The State Library is pleased to announce the award recipients of the Community Connections Grant. This grant opportunity provides funding to libraries to hold unique, interactive, community-oriented events or programs. These events will promote the culture or history of participating communities and should be designed to strengthen relationships between people from different backgrounds through diverse learning experiences.  These grants are offered under goal 3 of the LSTA Five Year Plan: Community Engagement. To see the initial call for applications please visit this page. Congratulations to all of the recipients!

This project was made possible by funding from the federal Institute of Museum and Library Services (IMLS) under the provisions of the Library Services and Technology Act (LSTA) as administered by the State Library of North Carolina, a division of the N.C. Department of Natural and Cultural Resources (IMLS grant number LS-00-18-0034-18).

Award Recipients

Award Recipients

Ashe County Public Library (Appalachian Regional Library)

Abstract: The library will publish a print magazine of veteran’s stories which were collected as part of the INVOLVING BOOKS program for distribution in the county.   The magazine will be uploaded in a digital format to a kiosk at the Museum of Ashe County History and will be accessible from the library’s webpage.

Once the magazine is published we plan to hold a special story time, “V is for Veteran,” for our youngest patrons.  Some children have grandparents represented in our Veteran History Project and others have family members actively serving in the military.  The children will be involved in creating cards or posters to show appreciation for our soldiers.  We also plan to showcase a special picture book, The Poppy Lady: Moina Belle Michael and Her Tribute to Veterans (by, Barbara Elizabeth Walsh), on our library’s story walk during the months of November and December.

Burke County Public Library

Abstract: The purpose of this event is to collect, preserve, and share images and stories about the North Carolina School for the Deaf (NCSD) in Morganton.  NCSD opened in 1894 and has served a diverse population of deaf students from all over the state for almost 125 years.  Part of the historic campus of the school will soon undergo drastic changes as the Eastern ridge of the campus will be converted to become the home of the new North Carolina School of Science and Math, Morganton campus, scheduled to open for students in 2021. Some of the old buildings are being demolished, while other historic buildings are being saved and renovated to be used for the new school.  These changes are bringing up feelings of nostalgia, sentiment, loss, and also hope for progress among members of the community.  Our community is full of people who have a connection to the North Carolina School for the Deaf in some way.  While some people in the community have a direct connection to the school by either working or attending school there, many others in the community have indirect connections to the campus or memories associated with it.  Our goal is to capitalize on this time of transition for the campus to build a community history of the North Carolina School for the Deaf through pictures and to preserve and share these pictures with the entire community, inviting both the deaf and the hearing to come together to share memories of the school.

——————

__EXERCISES__
(A) Render this sentence from the grant announcement in Spanish: "NCSD opened in 1894 and has served a diverse population of deaf students from all over the state for almost 125 years."
(B) Reproduce the grant announcement word for word, starting with "The State Library is" and going on through "of the recipients!".
The rows below were drawn from a separate source.

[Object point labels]
——————

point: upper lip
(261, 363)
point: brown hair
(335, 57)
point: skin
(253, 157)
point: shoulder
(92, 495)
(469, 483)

——————

__RESPONSES BY TASK__
(A) La NCSD abrió en 1894 y ha atendido a una población diversa de estudiantes sordos de todo el estado durante casi 125 años.

(B)
The State Library is pleased to announce the award recipients of the Community Connections Grant. This grant opportunity provides funding to libraries to hold unique, interactive, community-oriented events or programs. These events will promote the culture or history of participating communities and should be designed to strengthen relationships between people from different backgrounds through diverse learning experiences.  These grants are offered under goal 3 of the LSTA Five Year Plan: Community Engagement. To see the initial call for applications please visit this page. Congratulations to all of the recipients!